--- begin ---
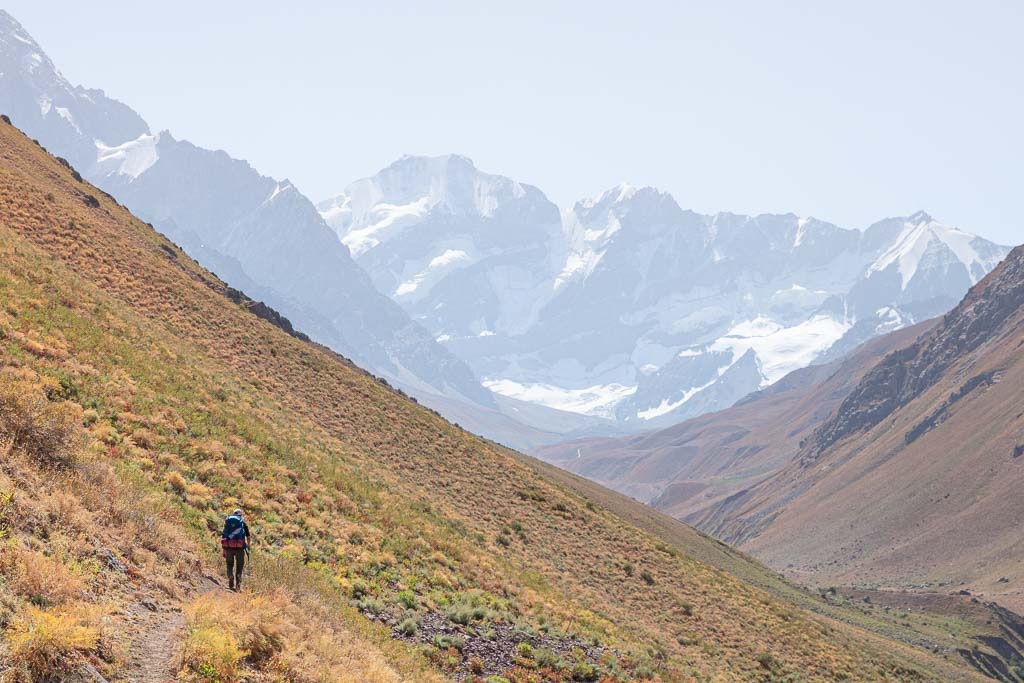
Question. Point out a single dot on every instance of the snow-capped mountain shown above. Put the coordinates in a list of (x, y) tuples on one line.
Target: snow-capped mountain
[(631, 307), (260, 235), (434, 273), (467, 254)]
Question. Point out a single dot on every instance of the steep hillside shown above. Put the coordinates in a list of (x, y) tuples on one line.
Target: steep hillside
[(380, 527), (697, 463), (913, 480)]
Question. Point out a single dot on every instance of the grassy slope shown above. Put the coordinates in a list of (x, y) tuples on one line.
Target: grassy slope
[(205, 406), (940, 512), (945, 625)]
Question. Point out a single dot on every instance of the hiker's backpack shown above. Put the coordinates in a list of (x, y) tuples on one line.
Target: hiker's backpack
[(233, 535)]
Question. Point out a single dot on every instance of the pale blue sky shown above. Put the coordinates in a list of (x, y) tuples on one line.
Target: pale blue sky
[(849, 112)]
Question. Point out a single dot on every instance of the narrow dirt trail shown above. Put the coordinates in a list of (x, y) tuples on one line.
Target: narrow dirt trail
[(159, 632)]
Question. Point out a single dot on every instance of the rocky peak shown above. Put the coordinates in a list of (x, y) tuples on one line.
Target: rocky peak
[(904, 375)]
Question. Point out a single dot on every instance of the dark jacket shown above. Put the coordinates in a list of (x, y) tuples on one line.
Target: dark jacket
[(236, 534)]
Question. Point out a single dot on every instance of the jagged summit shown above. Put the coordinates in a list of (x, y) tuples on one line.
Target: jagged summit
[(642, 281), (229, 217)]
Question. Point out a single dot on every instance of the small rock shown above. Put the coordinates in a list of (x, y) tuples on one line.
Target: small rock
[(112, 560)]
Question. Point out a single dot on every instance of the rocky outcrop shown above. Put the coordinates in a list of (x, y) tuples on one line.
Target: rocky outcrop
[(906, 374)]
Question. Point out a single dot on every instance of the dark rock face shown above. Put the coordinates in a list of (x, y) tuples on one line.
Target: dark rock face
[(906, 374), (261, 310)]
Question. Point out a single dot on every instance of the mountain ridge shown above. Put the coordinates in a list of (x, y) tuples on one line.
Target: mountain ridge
--- end ---
--- begin ---
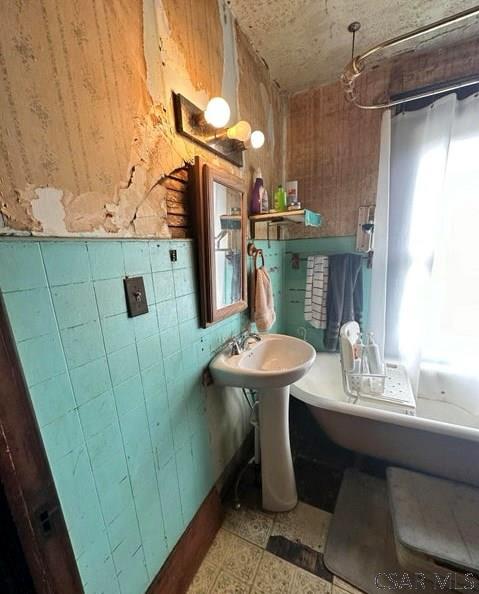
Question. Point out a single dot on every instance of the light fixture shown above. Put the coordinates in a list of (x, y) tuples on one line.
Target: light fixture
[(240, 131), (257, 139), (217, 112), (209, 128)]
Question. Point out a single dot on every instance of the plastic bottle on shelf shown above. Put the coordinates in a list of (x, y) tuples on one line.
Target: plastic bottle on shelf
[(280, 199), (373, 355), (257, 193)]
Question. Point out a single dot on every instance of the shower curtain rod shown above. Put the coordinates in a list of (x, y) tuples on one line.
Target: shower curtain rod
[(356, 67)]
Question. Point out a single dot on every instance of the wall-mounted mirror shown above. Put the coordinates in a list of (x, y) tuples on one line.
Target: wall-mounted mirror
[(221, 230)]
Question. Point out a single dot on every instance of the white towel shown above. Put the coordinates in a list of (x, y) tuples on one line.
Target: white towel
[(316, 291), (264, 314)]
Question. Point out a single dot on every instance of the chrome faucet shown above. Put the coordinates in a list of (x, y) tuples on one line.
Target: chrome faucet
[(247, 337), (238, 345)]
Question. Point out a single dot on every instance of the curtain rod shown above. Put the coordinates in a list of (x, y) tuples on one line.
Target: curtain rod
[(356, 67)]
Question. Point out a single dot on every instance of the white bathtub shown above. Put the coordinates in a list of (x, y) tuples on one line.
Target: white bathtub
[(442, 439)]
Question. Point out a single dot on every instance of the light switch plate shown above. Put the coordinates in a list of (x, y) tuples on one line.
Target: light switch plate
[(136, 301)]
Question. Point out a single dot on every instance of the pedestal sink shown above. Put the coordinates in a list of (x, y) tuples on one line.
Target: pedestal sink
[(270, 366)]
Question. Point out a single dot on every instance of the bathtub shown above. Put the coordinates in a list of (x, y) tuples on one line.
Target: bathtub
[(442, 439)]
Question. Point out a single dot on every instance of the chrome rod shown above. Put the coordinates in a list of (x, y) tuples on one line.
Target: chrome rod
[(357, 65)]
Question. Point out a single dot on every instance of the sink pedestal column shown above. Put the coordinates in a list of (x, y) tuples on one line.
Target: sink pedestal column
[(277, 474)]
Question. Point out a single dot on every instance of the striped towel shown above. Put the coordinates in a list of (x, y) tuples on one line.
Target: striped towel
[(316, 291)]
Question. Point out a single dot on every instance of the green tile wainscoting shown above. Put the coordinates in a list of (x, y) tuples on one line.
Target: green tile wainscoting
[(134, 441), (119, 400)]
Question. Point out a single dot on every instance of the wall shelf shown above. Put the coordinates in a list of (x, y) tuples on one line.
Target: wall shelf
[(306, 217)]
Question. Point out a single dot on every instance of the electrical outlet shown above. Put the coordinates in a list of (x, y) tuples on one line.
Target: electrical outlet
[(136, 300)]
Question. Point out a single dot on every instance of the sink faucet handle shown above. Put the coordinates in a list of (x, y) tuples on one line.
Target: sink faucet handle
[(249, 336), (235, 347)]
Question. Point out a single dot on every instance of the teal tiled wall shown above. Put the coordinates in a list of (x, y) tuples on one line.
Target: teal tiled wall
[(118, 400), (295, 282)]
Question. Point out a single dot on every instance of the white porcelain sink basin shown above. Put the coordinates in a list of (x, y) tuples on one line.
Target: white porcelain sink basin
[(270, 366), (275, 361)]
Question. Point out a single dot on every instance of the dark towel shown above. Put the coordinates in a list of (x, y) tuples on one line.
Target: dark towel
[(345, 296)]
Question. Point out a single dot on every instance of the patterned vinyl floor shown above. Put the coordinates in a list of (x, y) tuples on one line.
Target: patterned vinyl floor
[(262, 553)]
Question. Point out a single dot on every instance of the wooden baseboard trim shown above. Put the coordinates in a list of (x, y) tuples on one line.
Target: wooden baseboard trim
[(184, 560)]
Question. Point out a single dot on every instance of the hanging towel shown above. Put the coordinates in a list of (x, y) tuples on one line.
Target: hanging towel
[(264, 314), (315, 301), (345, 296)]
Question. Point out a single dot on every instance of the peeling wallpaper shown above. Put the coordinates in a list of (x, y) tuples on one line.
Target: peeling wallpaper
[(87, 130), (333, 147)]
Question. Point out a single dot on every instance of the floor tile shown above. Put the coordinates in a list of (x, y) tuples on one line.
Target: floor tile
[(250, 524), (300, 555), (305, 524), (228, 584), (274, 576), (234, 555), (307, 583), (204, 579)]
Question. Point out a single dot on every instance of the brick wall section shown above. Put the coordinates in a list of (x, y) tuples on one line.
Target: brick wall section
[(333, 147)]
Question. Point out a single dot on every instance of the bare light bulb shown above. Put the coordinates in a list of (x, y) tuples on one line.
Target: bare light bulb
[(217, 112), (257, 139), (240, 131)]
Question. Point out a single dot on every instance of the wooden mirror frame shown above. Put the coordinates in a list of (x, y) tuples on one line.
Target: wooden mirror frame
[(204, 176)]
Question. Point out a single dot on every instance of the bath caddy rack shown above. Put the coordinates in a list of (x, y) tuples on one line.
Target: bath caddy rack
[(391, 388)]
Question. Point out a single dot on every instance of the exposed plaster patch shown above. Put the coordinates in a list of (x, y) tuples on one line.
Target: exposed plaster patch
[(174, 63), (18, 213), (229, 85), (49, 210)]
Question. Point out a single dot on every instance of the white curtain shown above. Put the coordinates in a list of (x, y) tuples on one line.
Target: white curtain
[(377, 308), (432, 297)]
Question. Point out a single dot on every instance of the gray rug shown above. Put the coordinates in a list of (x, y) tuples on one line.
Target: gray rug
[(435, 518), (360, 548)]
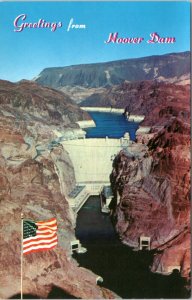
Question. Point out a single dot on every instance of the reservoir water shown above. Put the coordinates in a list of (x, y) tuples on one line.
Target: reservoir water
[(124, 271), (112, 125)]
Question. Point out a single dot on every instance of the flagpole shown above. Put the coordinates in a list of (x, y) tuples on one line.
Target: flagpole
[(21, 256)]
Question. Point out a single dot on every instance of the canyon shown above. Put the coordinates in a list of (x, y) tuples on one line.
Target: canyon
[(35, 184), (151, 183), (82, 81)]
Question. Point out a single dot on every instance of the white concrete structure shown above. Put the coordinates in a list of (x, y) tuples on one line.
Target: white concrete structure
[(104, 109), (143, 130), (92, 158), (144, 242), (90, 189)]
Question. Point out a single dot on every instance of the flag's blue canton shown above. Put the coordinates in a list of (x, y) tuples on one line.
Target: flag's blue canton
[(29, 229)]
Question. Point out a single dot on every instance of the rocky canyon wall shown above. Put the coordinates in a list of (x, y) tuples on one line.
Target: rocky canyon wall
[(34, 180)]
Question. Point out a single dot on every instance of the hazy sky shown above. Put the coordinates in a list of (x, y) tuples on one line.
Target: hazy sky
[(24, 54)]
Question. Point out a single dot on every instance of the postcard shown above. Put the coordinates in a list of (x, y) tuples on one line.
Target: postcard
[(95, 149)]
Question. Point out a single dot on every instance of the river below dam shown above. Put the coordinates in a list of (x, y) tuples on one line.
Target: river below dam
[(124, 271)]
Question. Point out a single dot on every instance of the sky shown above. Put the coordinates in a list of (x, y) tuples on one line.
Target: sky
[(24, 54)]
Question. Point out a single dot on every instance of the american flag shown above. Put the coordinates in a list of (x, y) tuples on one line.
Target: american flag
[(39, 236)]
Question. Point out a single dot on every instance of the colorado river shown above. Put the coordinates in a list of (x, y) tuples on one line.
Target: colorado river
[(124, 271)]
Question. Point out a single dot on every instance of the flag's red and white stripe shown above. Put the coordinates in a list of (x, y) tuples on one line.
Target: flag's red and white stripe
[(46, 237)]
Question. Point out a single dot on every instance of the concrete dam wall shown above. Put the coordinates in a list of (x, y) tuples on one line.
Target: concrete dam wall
--- end ---
--- begin ---
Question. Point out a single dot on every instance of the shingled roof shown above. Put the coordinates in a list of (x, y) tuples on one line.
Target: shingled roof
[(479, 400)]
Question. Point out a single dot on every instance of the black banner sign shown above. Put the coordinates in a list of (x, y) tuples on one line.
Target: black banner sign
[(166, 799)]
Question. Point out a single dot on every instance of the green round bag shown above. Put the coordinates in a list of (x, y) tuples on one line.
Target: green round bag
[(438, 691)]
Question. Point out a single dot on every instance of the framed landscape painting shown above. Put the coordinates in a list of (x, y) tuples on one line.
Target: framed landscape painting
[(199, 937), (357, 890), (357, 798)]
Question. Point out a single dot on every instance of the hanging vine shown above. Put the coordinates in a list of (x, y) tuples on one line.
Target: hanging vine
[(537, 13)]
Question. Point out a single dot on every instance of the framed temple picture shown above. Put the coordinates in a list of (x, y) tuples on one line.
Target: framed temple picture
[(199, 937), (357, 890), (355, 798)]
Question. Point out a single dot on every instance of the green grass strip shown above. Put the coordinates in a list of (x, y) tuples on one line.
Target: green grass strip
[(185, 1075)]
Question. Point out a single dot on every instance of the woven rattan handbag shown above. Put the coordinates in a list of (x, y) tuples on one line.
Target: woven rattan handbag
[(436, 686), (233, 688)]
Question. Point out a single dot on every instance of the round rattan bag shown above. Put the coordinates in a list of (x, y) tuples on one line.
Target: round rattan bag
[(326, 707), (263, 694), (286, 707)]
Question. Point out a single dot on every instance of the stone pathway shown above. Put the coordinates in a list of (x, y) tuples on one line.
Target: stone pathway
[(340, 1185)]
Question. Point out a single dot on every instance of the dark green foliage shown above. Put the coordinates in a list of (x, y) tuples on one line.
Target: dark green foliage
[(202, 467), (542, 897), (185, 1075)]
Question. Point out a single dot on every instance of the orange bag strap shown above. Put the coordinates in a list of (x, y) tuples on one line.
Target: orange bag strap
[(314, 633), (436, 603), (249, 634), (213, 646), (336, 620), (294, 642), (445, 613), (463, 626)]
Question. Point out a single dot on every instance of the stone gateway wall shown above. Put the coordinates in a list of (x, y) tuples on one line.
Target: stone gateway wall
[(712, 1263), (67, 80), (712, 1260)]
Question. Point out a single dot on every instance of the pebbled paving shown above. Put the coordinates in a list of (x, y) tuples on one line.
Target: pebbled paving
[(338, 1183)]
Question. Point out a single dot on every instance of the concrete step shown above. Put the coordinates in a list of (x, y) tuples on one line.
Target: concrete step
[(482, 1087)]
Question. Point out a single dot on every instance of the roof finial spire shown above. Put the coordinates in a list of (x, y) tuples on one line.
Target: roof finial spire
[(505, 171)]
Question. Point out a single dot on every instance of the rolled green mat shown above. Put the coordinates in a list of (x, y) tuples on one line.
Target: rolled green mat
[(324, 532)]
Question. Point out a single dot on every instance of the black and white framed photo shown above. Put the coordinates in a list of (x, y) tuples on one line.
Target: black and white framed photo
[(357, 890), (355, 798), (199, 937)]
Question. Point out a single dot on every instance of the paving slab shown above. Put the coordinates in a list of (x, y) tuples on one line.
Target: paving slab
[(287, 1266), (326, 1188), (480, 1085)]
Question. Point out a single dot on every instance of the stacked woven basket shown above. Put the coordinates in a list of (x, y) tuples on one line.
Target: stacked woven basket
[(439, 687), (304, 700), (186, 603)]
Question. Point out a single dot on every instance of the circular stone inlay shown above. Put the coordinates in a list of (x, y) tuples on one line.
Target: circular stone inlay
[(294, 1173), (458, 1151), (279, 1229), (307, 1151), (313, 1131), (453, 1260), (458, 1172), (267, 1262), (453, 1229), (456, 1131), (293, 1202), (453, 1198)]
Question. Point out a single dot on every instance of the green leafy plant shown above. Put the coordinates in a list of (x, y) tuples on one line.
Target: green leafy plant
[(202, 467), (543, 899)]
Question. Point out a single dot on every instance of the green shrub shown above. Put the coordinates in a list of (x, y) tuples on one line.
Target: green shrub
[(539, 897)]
--- end ---
Task statement –
Put the lines of the records above into a JSON list of strings, one string per line with blank lines omitted, beginning at the line that has "the rocky outcrop" and stopping after the line that has "[(906, 374), (261, 310)]".

Written response –
[
  "Question. Point out a single dot on every instance of the rocky outcrop shown above. Put the coordinates in a list of (x, y) tuples on one line.",
  "Target: rocky outcrop",
  "[(906, 374)]",
  "Question. Point out a single dot on every instance of the dark rock face shown above. Put the coordinates in a list of (x, y) tuples on one line.",
  "Target: dark rock face",
  "[(906, 374), (261, 310)]"
]